▸ PROBLEM TO WORK ON
Please rewrite every one of the entries below with "In this picture" swapped for "In this photo" and nothing else altered. Leave the pictures out of your version.

+ + + + +

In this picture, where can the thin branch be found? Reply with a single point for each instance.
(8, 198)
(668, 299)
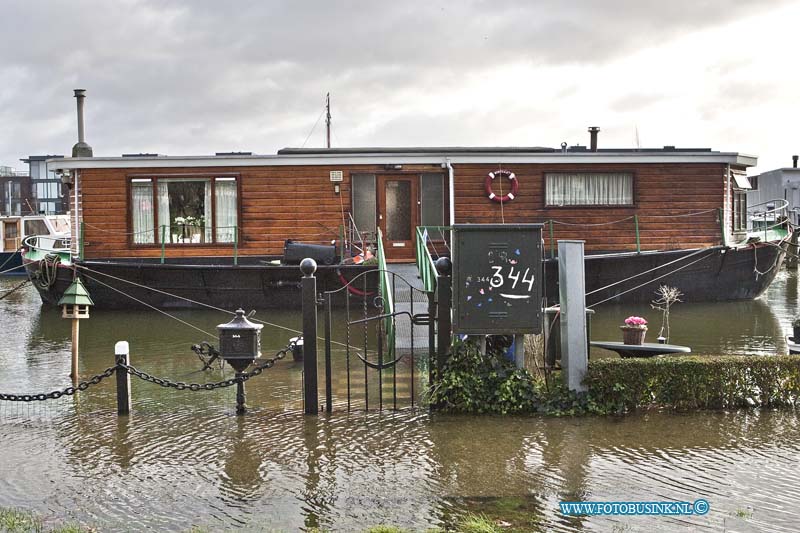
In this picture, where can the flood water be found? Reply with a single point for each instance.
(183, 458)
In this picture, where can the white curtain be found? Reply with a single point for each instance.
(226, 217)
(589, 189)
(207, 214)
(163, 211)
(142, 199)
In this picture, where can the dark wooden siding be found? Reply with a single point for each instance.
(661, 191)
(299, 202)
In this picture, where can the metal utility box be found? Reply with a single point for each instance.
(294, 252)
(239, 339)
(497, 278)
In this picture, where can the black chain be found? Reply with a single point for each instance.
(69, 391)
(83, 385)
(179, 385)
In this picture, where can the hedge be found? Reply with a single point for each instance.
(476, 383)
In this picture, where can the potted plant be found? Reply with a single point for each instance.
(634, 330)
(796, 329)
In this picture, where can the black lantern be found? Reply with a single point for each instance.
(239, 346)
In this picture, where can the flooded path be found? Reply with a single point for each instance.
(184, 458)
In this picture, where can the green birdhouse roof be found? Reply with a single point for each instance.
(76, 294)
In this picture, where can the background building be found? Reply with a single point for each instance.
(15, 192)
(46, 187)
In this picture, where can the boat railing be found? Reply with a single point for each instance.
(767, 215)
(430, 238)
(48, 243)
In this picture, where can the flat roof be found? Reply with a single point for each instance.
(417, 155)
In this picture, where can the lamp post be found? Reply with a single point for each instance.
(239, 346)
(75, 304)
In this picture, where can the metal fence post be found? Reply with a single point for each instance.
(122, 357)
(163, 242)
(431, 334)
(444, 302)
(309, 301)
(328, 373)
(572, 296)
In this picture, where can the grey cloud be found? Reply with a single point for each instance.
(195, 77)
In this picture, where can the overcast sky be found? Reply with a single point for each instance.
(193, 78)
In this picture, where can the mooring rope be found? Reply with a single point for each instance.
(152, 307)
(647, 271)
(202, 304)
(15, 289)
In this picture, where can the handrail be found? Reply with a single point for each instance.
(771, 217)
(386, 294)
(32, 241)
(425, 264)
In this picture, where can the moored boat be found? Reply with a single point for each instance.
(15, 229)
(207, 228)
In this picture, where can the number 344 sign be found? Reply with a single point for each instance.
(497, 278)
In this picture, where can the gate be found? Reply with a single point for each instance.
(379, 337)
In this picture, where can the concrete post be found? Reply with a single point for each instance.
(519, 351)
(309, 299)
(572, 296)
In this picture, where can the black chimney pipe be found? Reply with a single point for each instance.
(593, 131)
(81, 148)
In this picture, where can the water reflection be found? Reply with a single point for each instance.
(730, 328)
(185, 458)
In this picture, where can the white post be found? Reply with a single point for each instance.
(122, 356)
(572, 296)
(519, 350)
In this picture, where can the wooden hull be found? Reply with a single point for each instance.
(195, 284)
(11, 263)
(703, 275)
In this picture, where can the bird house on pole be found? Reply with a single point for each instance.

+ + + + +

▸ CORRECT RESPONSE
In this photo, where can the thin branch be found? Reply with a single point for each instance.
(8, 198)
(668, 299)
In this photo, where can the flood water be found? Reply with a single point for each instance.
(183, 458)
In this photo, where can the white curtain be found? Reply with a single point for each instance.
(226, 217)
(589, 189)
(207, 214)
(163, 211)
(142, 199)
In this photo, where can the dark wooden siding be found? Reply with a single point for each instance.
(661, 191)
(299, 202)
In this photo, where can the metal utility box be found? Reply with a single point for each instance.
(294, 252)
(239, 339)
(497, 278)
In this photo, where can the black chain be found? Reply with a single point for each instance.
(69, 391)
(83, 385)
(179, 385)
In this photo, where can the hedge be found? Reply with a single point for each instance.
(476, 383)
In this photo, where can the potted plant be found? Reply with a single point for each instance.
(634, 330)
(796, 329)
In this photo, where can the black lantern be found? Reply with a single point for each instance.
(239, 346)
In this photo, where can the flooded path be found? Reply with a single point for each instance.
(184, 458)
In this photo, where can the green birdhouse roof be found? Reply with a single point for each instance.
(76, 294)
In this photo, where can the background building be found? Reply with a single point for each instance.
(15, 192)
(46, 187)
In this photo, where can the boat railing be found? Reply with a single point for each instance.
(767, 215)
(430, 238)
(48, 243)
In this photo, where can the flat roof be found? Reply with a single point for each instance.
(417, 155)
In this photo, where can the lamp post be found? Reply with a single point for each instance.
(239, 346)
(75, 304)
In this photo, where can the metal fence post be found? Reply with a single point for each instance.
(122, 357)
(163, 242)
(431, 334)
(444, 302)
(309, 301)
(328, 373)
(572, 296)
In this photo, where can the grey cloud be found? Reply with a single point for each instance.
(195, 77)
In this photo, where can the overcast sky be found? Reply with a single point for each instance.
(193, 78)
In this photo, where can the mooring rope be found? Reply with a single point for each instance.
(152, 307)
(647, 271)
(202, 304)
(15, 289)
In this photo, where can the handrail be found? Reply with a single point for each instance.
(771, 217)
(386, 294)
(32, 241)
(425, 264)
In this photo, where can the moored boat be found? Reply with a single point for each instance.
(15, 229)
(207, 228)
In this photo, where can the number 344 sign be found? Reply with a single point for each instance.
(497, 278)
In this photo, where can the gate be found? Reply with a single point for each instance.
(379, 337)
In this photo, where can the concrete post be found? Reply with a single point for each instance.
(519, 351)
(309, 299)
(572, 296)
In this photo, where can the black chimney pipe be found? Reply with a single point for each instance.
(593, 131)
(81, 148)
In this photo, where can the water reflection be found? Reply with a single point for each instance.
(730, 328)
(185, 458)
In this photo, where can the white post be found? Reply with a single point for each instance.
(122, 356)
(572, 296)
(519, 350)
In this photo, where can the wooden hull be found? Reply with a single point for each instance.
(195, 284)
(11, 263)
(703, 275)
In this photo, where can the bird house on pole be found? Reply with a single point for each instance.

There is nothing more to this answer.